▸ CHALLENGE: Output every line of the records below as a JSON array of strings, with one string per line and blank lines omitted.

========================

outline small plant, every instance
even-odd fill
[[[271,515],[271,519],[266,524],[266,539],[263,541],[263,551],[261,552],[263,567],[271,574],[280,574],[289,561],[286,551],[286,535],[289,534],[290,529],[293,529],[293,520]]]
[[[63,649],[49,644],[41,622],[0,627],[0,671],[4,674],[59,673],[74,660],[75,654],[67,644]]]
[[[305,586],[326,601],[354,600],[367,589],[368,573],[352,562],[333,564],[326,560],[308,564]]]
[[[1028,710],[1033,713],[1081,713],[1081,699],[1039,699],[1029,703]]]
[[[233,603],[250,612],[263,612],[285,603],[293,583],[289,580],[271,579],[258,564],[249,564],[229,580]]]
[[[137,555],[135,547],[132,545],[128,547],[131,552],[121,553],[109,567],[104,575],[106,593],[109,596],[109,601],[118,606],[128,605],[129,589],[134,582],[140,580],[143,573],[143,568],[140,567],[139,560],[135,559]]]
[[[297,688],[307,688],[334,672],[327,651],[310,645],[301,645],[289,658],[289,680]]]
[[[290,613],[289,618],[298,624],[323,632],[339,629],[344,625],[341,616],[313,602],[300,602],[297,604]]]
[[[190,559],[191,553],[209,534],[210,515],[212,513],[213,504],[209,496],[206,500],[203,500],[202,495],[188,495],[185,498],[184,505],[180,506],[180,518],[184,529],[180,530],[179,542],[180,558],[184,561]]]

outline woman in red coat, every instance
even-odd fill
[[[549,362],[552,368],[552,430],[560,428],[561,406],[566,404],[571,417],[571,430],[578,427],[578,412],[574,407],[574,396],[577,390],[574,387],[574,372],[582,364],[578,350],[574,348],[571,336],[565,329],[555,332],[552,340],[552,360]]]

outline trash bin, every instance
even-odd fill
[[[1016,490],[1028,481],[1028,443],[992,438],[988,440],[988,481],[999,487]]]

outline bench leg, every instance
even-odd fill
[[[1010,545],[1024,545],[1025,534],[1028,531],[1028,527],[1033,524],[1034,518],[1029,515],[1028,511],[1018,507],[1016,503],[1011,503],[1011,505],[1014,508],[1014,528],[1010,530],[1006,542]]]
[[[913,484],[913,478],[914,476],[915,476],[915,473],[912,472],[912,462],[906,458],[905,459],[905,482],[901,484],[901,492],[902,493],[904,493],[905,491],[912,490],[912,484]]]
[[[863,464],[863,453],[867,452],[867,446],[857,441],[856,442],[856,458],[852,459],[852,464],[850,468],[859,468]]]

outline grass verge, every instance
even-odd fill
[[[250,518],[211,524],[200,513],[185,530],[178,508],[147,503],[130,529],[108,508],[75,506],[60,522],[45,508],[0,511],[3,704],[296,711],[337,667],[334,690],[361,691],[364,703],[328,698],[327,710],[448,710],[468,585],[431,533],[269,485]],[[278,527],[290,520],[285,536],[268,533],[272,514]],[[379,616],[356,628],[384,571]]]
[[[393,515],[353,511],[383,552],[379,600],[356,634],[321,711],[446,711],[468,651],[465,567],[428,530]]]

========================

▸ EXERCISE OUTPUT:
[
  "outline small plant, every instance",
  "even-odd fill",
  "[[[271,515],[271,519],[266,524],[266,539],[263,541],[263,551],[261,552],[263,567],[271,574],[280,574],[289,561],[286,551],[286,535],[289,534],[290,529],[293,529],[293,520]]]",
  "[[[63,649],[49,644],[41,622],[0,627],[0,671],[4,674],[59,673],[74,660],[75,654],[67,644]]]",
  "[[[305,586],[326,601],[354,600],[367,589],[368,573],[352,562],[333,564],[326,560],[308,564]]]",
  "[[[1028,710],[1033,713],[1081,713],[1081,699],[1039,699],[1029,703]]]",
  "[[[233,603],[250,612],[263,612],[285,603],[293,583],[289,580],[271,579],[258,564],[249,564],[229,580]]]",
  "[[[137,555],[135,547],[132,545],[128,547],[131,552],[121,553],[109,567],[104,575],[106,593],[109,596],[109,601],[118,606],[128,605],[129,589],[134,582],[140,580],[143,573],[143,568],[140,567],[139,560],[135,559]]]",
  "[[[297,688],[307,688],[334,672],[327,651],[310,645],[301,645],[289,658],[289,680]]]",
  "[[[290,613],[289,618],[298,624],[323,632],[339,629],[344,625],[341,616],[313,602],[300,602],[297,604]]]",
  "[[[190,559],[191,553],[209,534],[210,515],[212,513],[213,504],[209,496],[206,500],[203,500],[202,495],[188,495],[185,498],[184,505],[180,506],[180,518],[184,529],[180,530],[179,542],[180,558],[184,561]]]",
  "outline woman in red coat, every instance",
  "even-odd fill",
  "[[[549,362],[552,368],[552,430],[560,428],[561,406],[566,404],[571,417],[571,430],[578,427],[578,412],[574,407],[574,396],[577,390],[574,387],[574,372],[582,364],[578,350],[574,348],[571,336],[565,329],[555,332],[552,340],[552,360]]]",
  "outline trash bin, every instance",
  "even-odd fill",
  "[[[1016,490],[1028,481],[1028,443],[992,438],[988,440],[988,481],[999,487]]]",
  "outline bench leg, every instance",
  "even-odd fill",
  "[[[1010,545],[1024,545],[1025,534],[1028,531],[1028,527],[1033,524],[1034,518],[1029,515],[1028,511],[1018,507],[1016,503],[1011,503],[1011,505],[1014,508],[1014,528],[1010,530],[1006,542]]]",
  "[[[913,484],[913,478],[914,476],[915,476],[915,473],[912,472],[912,462],[906,458],[905,459],[905,482],[901,484],[901,492],[902,493],[904,493],[905,491],[912,490],[912,484]]]",
  "[[[863,464],[863,453],[867,452],[867,446],[857,441],[856,442],[856,458],[852,459],[852,464],[850,468],[859,468]]]",
  "outline grass verge, every instance",
  "even-odd fill",
  "[[[250,518],[211,524],[200,513],[185,530],[178,508],[147,503],[130,529],[108,508],[75,506],[60,522],[45,508],[0,511],[3,704],[296,711],[337,667],[334,690],[361,691],[364,703],[328,698],[327,710],[448,710],[468,585],[431,533],[269,485]],[[278,527],[290,520],[285,536],[268,533],[272,514]],[[379,616],[356,628],[384,571]]]",
  "[[[393,515],[353,511],[383,552],[379,600],[356,634],[321,711],[446,711],[468,651],[465,567],[428,530]]]"
]